READING PASSAGE ->
▼▼▼

A Woman Navigating the Tech Industry | WWCode Member Journey

A Woman Navigating the Tech Industry | WWCode Member Journey

Written by Akiko Green

Member Reflections

If you had asked me 10 years ago if I could see myself coding, I would have laughed and said, “No way, I’m not smart enough for that.” Some days, I still feel that way, “Hurray, imposter syndrome.” In all seriousness, I would have walked away in doubt of the idea of coding. Even the idea of doing math makes me cringe. So, to see myself as a woman in tech would have been farfetched, to say the least.

Four years ago, the global pandemic hit unexpectedly. I couldn’t finish my degree, my job at the gym shut down, and the only thing that came to me was, “I just want so much better for myself.” That’s when I made the leap of faith to learn how to code. I woke up at 7:00 AM almost daily to research, practice, and write. 

Fortunately, this was not the hardest part of my journey. The hardest part was building a structured plan to make this a career. That’s where Flatiron School came into play. Visiting their site at WeWork, going to info sessions, and working hard on their pre-work motivated me to apply for their boot camp opportunity. This was by far the biggest 360 I’ve ever experienced.

For six months, the routine was eat, sleep, breathe, everything code. From learning Ruby as a frontend and Ruby on Rails as a backend to learning Javascript and React to complete the full stack application requirement, there were days when I wanted to give up on this journey. The imposter syndrome kicked in at least four times a week. However, I pushed through and finished my final project as best as possible.

▲▲▲

EXERCISE DETAILS -> In the member journey reflection, at what time did the writer wake up almost daily to research, practice, and write?

COLLECTED DATA ->
▼▼▼

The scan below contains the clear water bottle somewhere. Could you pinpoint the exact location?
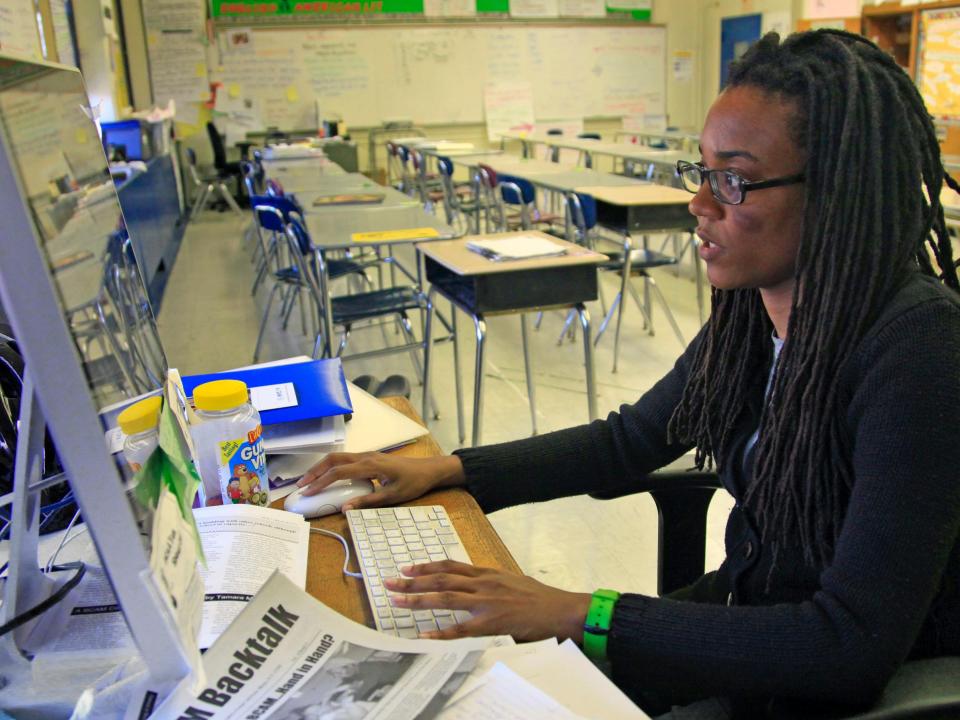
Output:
[117,395,163,473]
[192,380,270,505]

▲▲▲

ANSWER TO THIS EXERCISE -> 7:00 AM